--- START ---

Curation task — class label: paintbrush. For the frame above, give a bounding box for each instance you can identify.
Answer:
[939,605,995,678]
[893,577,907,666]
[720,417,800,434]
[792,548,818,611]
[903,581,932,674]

--- END ---

REQUIREMENT:
Please send back the lines above word for word, with nothing changed.

FULL OUTPUT:
Curation task — class label: paintbrush. For the frame above, give a bounding box for each instance you can identify.
Answer:
[939,605,995,678]
[893,577,907,666]
[720,417,800,434]
[792,548,818,611]
[903,581,932,674]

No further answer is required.